[Rows from a pointing dataset]
Start
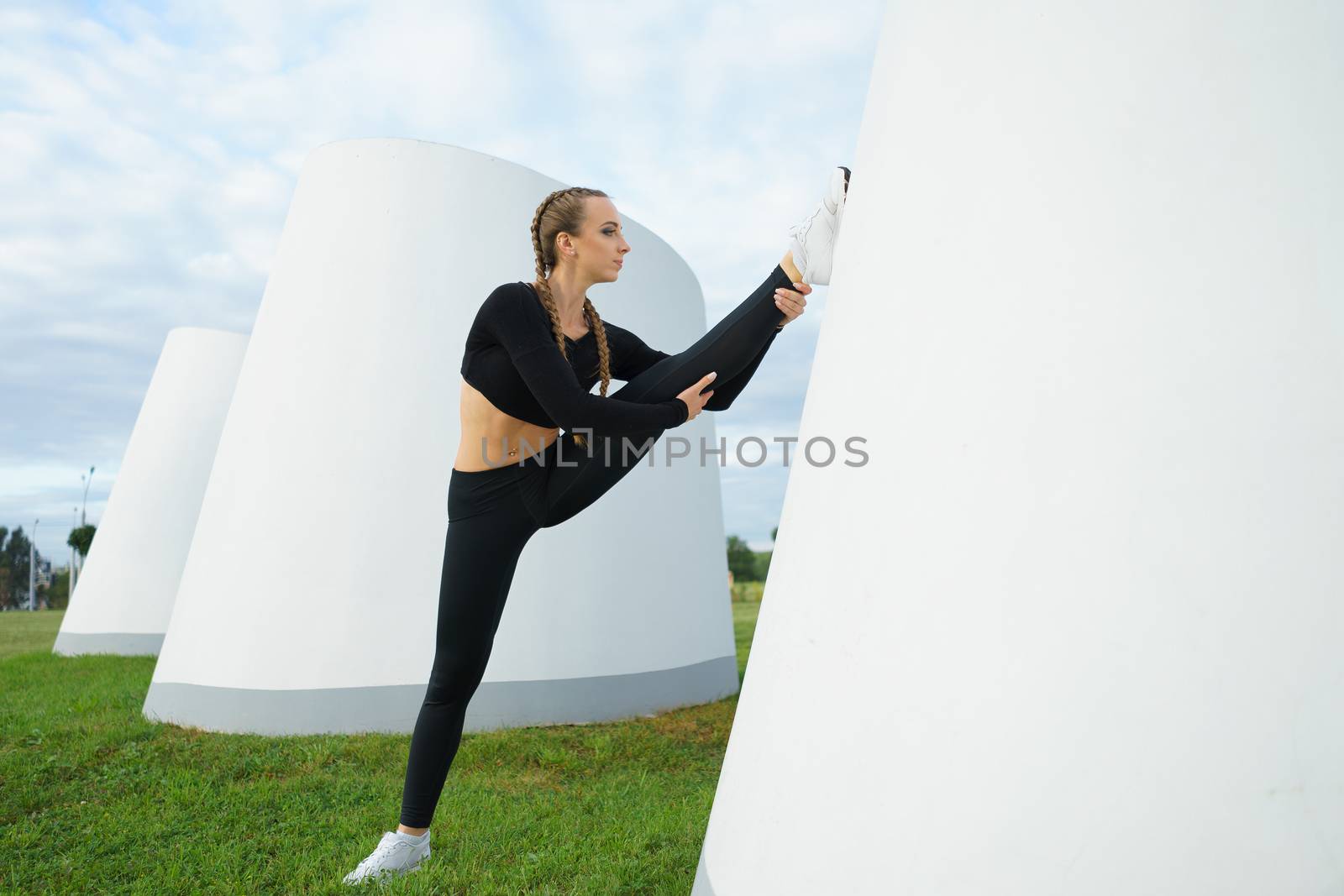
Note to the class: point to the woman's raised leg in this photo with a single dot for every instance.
(727, 348)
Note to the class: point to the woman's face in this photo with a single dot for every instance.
(597, 250)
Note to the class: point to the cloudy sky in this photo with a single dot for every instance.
(150, 154)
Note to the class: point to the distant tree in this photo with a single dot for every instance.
(58, 593)
(81, 539)
(743, 562)
(13, 563)
(764, 563)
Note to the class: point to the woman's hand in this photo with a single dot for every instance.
(790, 301)
(692, 398)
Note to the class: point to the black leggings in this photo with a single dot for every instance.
(494, 512)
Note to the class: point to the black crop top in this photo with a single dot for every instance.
(512, 359)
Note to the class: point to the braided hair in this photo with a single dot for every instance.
(564, 211)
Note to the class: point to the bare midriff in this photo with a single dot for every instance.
(492, 438)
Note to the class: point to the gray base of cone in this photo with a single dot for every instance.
(73, 644)
(702, 886)
(496, 705)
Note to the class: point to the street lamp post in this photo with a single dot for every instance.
(71, 579)
(84, 519)
(33, 567)
(87, 483)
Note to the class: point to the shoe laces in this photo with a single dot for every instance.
(383, 851)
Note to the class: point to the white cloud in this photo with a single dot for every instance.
(151, 155)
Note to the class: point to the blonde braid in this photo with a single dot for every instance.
(568, 215)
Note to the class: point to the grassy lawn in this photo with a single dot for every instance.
(94, 799)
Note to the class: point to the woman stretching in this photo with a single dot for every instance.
(533, 354)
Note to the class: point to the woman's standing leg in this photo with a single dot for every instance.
(727, 348)
(487, 531)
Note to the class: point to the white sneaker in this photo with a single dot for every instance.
(394, 856)
(813, 239)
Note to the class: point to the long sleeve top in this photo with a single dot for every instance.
(512, 359)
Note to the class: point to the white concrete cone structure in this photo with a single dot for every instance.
(1077, 625)
(125, 593)
(311, 593)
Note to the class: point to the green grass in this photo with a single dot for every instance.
(94, 799)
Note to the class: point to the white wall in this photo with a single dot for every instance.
(309, 597)
(124, 597)
(1077, 626)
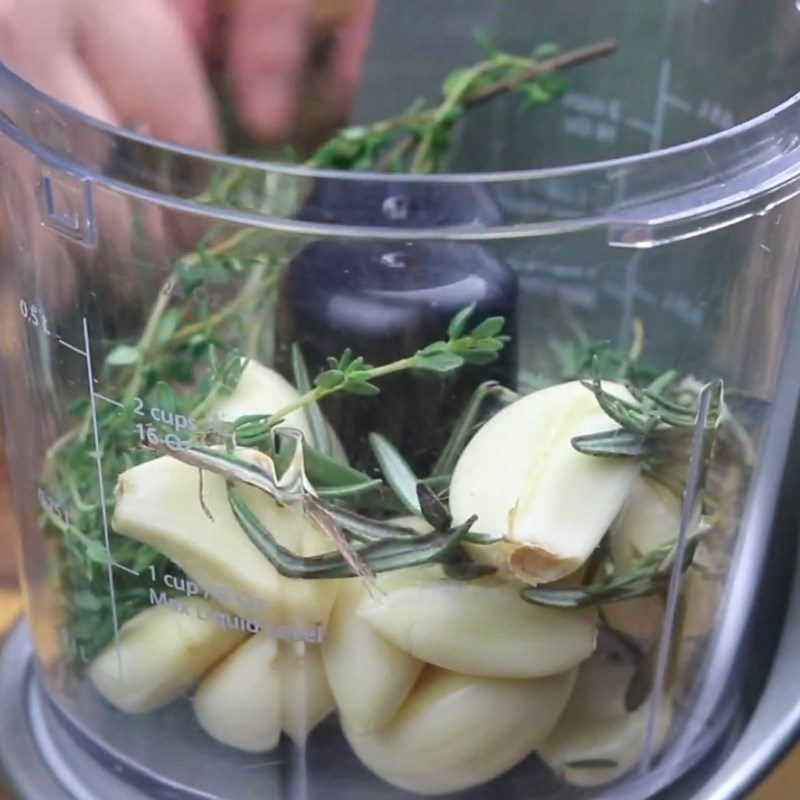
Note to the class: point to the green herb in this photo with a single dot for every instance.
(420, 139)
(397, 472)
(191, 352)
(352, 375)
(646, 577)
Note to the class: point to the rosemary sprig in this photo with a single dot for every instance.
(378, 556)
(646, 577)
(656, 423)
(189, 354)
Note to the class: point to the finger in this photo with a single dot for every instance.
(350, 50)
(267, 49)
(71, 83)
(142, 58)
(198, 19)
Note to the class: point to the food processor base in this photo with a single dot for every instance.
(41, 758)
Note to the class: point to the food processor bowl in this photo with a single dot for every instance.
(339, 484)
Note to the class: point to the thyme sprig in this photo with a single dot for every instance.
(419, 139)
(351, 374)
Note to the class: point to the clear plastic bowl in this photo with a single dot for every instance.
(647, 223)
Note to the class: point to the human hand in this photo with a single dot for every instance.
(128, 63)
(268, 46)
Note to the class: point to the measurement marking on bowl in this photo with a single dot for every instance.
(85, 352)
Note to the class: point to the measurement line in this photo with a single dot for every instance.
(679, 103)
(99, 462)
(72, 347)
(695, 484)
(125, 569)
(661, 105)
(639, 124)
(108, 400)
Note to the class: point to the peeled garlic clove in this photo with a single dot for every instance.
(262, 390)
(160, 654)
(525, 481)
(239, 701)
(158, 503)
(306, 698)
(369, 676)
(650, 519)
(596, 728)
(456, 731)
(479, 628)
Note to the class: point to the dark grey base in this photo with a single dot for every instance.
(43, 759)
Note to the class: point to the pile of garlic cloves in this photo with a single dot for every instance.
(440, 684)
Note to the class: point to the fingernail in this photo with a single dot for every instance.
(271, 106)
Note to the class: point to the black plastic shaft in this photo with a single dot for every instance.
(385, 301)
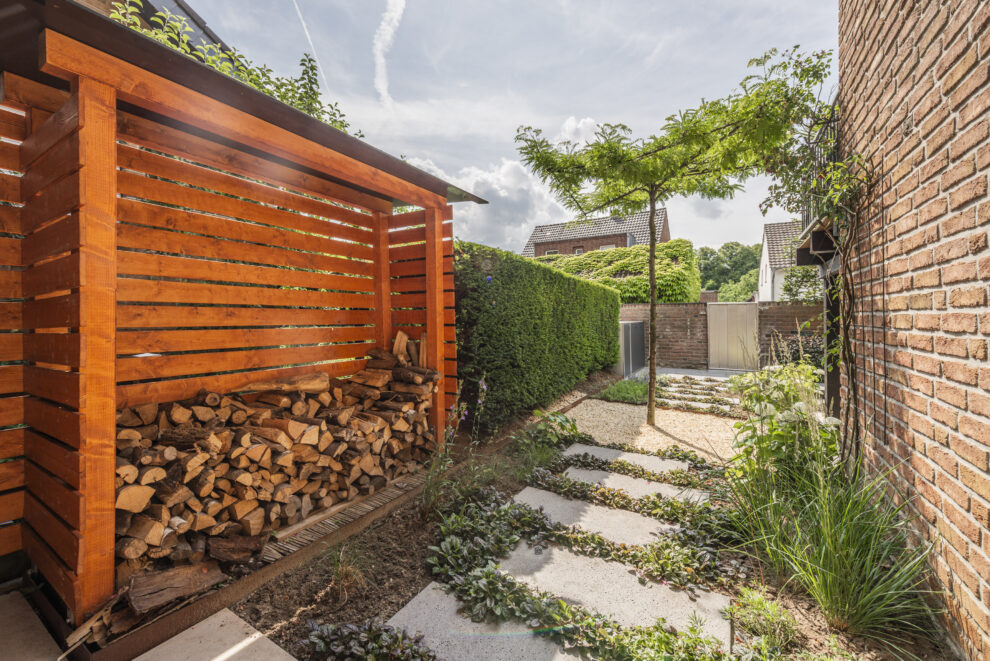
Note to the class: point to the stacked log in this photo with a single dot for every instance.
(211, 476)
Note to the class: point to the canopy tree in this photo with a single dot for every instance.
(726, 264)
(707, 151)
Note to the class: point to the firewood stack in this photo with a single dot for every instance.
(211, 476)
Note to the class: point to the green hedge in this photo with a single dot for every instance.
(628, 270)
(530, 330)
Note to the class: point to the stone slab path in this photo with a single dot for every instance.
(649, 462)
(618, 526)
(634, 486)
(433, 613)
(221, 637)
(614, 591)
(609, 588)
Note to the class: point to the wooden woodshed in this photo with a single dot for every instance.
(164, 228)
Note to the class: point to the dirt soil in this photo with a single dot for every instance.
(816, 636)
(386, 564)
(390, 557)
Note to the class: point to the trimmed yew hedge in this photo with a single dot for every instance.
(531, 331)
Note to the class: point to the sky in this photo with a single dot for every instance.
(447, 83)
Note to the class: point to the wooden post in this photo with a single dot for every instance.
(434, 313)
(98, 265)
(383, 289)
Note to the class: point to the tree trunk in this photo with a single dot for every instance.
(651, 348)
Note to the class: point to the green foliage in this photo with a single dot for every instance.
(803, 284)
(787, 427)
(766, 619)
(840, 537)
(741, 290)
(530, 330)
(301, 92)
(627, 269)
(373, 641)
(483, 530)
(628, 391)
(727, 264)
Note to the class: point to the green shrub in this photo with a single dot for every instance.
(531, 331)
(766, 619)
(840, 537)
(741, 290)
(628, 391)
(627, 269)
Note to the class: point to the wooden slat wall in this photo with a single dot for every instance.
(407, 257)
(13, 127)
(226, 277)
(52, 506)
(142, 263)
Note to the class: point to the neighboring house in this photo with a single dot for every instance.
(776, 258)
(577, 237)
(914, 94)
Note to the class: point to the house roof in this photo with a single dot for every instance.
(23, 22)
(637, 224)
(779, 238)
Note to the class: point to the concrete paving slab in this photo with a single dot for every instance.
(634, 486)
(649, 462)
(612, 590)
(221, 637)
(25, 637)
(452, 636)
(619, 526)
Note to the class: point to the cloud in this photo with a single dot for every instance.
(312, 47)
(384, 36)
(577, 130)
(517, 201)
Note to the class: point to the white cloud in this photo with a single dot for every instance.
(384, 36)
(517, 201)
(577, 130)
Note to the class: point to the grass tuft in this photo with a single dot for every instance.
(766, 619)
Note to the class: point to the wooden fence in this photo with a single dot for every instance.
(143, 259)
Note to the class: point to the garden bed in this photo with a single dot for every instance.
(385, 567)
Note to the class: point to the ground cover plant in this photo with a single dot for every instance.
(628, 391)
(372, 640)
(824, 526)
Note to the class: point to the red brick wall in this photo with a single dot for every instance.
(914, 96)
(784, 320)
(682, 332)
(567, 246)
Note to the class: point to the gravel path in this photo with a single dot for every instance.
(709, 435)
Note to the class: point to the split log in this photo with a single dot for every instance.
(234, 549)
(149, 591)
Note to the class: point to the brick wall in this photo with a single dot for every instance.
(784, 320)
(682, 339)
(914, 95)
(683, 329)
(567, 246)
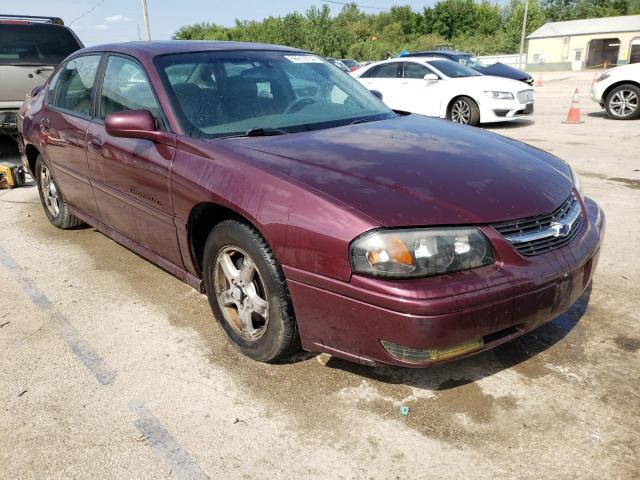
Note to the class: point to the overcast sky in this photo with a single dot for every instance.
(119, 20)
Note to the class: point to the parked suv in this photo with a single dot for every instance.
(30, 49)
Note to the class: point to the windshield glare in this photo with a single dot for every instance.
(218, 94)
(453, 69)
(471, 62)
(35, 44)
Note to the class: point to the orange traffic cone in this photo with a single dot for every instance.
(539, 81)
(573, 116)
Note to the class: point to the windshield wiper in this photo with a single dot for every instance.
(264, 132)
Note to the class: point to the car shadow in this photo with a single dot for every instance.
(520, 123)
(485, 364)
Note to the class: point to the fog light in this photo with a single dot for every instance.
(424, 355)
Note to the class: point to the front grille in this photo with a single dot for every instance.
(541, 234)
(525, 96)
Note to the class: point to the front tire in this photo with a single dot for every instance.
(55, 205)
(464, 110)
(248, 293)
(623, 102)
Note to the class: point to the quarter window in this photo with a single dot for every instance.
(387, 70)
(415, 70)
(71, 88)
(125, 87)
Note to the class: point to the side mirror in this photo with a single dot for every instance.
(136, 124)
(376, 93)
(36, 91)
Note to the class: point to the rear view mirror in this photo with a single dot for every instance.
(376, 93)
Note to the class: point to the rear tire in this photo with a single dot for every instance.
(55, 205)
(464, 110)
(623, 102)
(252, 305)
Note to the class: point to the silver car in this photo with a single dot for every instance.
(30, 49)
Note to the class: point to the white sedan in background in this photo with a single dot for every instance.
(438, 87)
(618, 91)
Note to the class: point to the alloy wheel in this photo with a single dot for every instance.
(624, 103)
(241, 293)
(461, 112)
(49, 191)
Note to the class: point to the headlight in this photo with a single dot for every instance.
(499, 95)
(577, 183)
(419, 252)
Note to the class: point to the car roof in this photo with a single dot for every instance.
(154, 48)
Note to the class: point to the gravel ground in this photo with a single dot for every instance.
(111, 368)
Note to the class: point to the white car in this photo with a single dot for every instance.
(438, 87)
(618, 91)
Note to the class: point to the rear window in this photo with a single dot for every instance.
(35, 44)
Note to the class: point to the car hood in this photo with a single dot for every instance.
(480, 83)
(413, 171)
(501, 70)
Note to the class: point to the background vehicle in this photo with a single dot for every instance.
(30, 49)
(339, 64)
(618, 91)
(351, 64)
(438, 87)
(497, 69)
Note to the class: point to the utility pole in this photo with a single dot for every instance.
(524, 29)
(145, 15)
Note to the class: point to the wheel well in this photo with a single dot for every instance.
(456, 98)
(202, 219)
(605, 94)
(32, 154)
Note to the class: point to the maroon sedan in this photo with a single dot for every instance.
(310, 214)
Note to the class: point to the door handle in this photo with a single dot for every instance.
(44, 125)
(95, 143)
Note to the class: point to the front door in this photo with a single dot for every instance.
(419, 95)
(131, 177)
(63, 128)
(385, 78)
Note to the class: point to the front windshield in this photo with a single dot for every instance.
(229, 93)
(453, 69)
(471, 61)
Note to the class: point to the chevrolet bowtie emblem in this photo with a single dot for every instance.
(560, 229)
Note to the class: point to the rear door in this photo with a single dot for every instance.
(63, 128)
(385, 78)
(131, 177)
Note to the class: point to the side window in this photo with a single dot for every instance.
(72, 85)
(415, 70)
(125, 87)
(387, 70)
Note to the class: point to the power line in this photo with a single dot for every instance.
(352, 3)
(87, 12)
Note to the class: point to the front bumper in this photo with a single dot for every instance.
(494, 304)
(504, 110)
(8, 122)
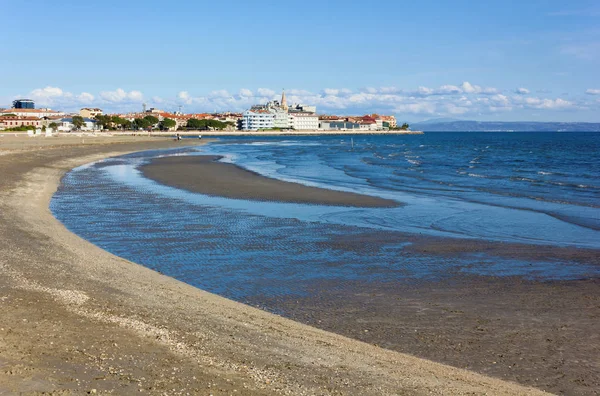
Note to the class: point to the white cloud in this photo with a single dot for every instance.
(465, 100)
(85, 97)
(425, 91)
(468, 88)
(120, 95)
(184, 97)
(449, 89)
(265, 92)
(246, 93)
(48, 92)
(221, 93)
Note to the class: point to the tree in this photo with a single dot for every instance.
(78, 122)
(168, 123)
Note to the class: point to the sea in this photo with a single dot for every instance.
(538, 190)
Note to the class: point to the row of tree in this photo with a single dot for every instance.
(150, 122)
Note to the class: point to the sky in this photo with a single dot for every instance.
(526, 60)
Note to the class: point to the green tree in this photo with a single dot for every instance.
(78, 122)
(168, 123)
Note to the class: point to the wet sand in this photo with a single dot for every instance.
(203, 174)
(76, 319)
(526, 331)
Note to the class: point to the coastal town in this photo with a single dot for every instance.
(272, 116)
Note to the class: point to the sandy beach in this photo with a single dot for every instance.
(77, 320)
(526, 331)
(205, 175)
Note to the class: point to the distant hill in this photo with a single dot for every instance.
(445, 125)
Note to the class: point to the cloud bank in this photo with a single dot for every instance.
(464, 99)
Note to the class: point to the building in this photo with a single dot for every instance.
(390, 120)
(38, 113)
(66, 124)
(304, 121)
(7, 122)
(302, 108)
(279, 115)
(337, 125)
(23, 104)
(281, 118)
(257, 118)
(90, 112)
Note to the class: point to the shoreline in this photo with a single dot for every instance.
(77, 319)
(205, 175)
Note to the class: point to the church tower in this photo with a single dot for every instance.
(283, 101)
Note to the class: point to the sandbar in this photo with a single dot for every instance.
(78, 320)
(205, 175)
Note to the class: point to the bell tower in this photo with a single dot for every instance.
(283, 101)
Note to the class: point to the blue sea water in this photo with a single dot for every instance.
(539, 189)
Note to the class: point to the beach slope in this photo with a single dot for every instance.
(76, 319)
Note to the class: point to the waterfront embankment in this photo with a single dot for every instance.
(76, 319)
(271, 133)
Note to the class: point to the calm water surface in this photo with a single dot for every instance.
(533, 188)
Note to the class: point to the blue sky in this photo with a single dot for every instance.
(493, 60)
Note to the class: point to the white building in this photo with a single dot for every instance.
(39, 113)
(281, 119)
(255, 119)
(66, 124)
(304, 121)
(90, 112)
End
WHAT IS EXPECTED: Locate the line that contains "Note to the class: point to the distant hill", then please quote it and every line after it to the end of the entries above, exactly and with nothing else.

CORRECT ANSWER:
Note to the class: point to the distant hill in this photo with a single dot for every instance.
(445, 125)
Note to the class: point to the cloud bank in this photo with a single dot for every instance.
(464, 99)
Note to the class: point to the building in this photo with a single dot for every instance.
(390, 120)
(38, 113)
(66, 124)
(304, 121)
(7, 122)
(302, 108)
(279, 115)
(337, 125)
(23, 104)
(281, 118)
(257, 118)
(90, 112)
Note to the class: point to the shoreline in this photo with a single dot for every instance.
(77, 319)
(205, 175)
Note to the class: point to the church tower in this photo with a single dot for every instance.
(283, 101)
Note to the class: point to the sandbar in this photo with a single dot for every instance.
(78, 320)
(205, 175)
Note to the class: point to the bell tower in this photo with a single dot for every instance.
(283, 101)
Note to the class: point to the blue sea water in this photo with a single dot for every instance.
(539, 189)
Note to the class: point to the beach slope in this photo with a single dot for every instance.
(76, 319)
Note to the class: point to the waterfront embankment in this photo with a single dot for every instance.
(76, 319)
(271, 133)
Note to the class: point to the calm water surface in this photo with a single dot for every instance.
(533, 188)
Note to the class: point to the blue sky in this photo with a single dot for every instance.
(493, 60)
Note to the class: point to the white building in this photo with a single dot for every instance.
(39, 113)
(281, 119)
(255, 119)
(66, 124)
(304, 121)
(90, 112)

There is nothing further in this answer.